Selected text>
Under the guise of “biosecurity”, governments and agencies like the FAO and the World Organization for Animal Health (WOAH) continue to promote measures to further industrialise livestock farming under corporate control.  Approaches based on animal diversity, traditional knowledge and small-scale, localised production and markets, are ignored and even criminalised.

To stop this recklessness and keep the world safe from new pandemics, we have to end factory farming and defend and rebuild diverse, small-scale, localised systems of animal husbandry.

In the spotlight 2

The resistance against the expansion of mega pig farms and the defence of Indigenous territories, water, air, and nature in Latin America[2]

Despite the serious harms they cause, pig factories are spreading from the United States throughout Latin America. These meat factories are part of the current dominant (and expanding) food regime, the grain-oilseed-livestock complex[3]  through which grain and oilseeds (mostly genetically modified maize and soy) are used to feed the growing number of food animals. Unfortunately, if things do not change, by 2029, meat production will increase by 40 million[4] and much of this meat will be produced in Latin America. As most of the meat is exported, there is a clear unequal exchange between those who benefit from the exploitation of humans, non-human animals, and nature (meat companies); and the communities —usually Indigenous, peasant, and Afro communities— who experience the multiple negative impacts of the industry.

Pig factories are industrial meat production operations that confine thousands of pigs in closed spaces, to focus their energy into producing meat. The production of meat under this capitalist logic pollutes water, air, and the soil. It is associated with land grabbing and health hazards (including pandemics), it is one of the largest contributors to climate change and deforestation, involves cruelty against animals and displaces other more sustainable and just forms of food.

Listed records>
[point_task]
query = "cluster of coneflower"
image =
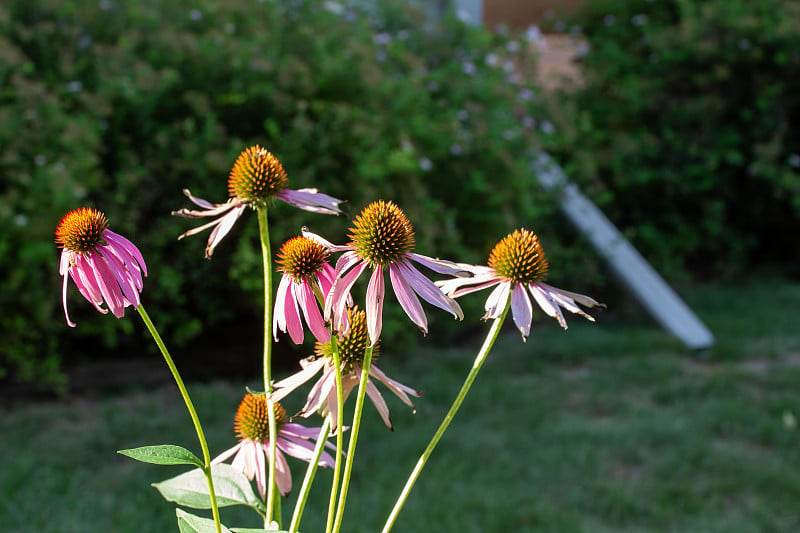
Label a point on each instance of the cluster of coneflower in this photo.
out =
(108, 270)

--

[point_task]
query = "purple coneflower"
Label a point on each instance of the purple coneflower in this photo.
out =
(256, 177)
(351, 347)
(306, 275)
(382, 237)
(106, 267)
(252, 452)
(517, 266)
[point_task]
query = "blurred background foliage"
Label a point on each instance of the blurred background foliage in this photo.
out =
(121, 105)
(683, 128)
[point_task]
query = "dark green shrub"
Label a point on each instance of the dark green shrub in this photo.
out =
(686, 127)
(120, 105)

Task to complete>
Please output a portion of the passage on factory farming without any changes, beginning at the words "To stop this" and stopping after the words "of animal husbandry.". The records have no connection to the passage on factory farming.

Expected answer>
To stop this recklessness and keep the world safe from new pandemics, we have to end factory farming and defend and rebuild diverse, small-scale, localised systems of animal husbandry.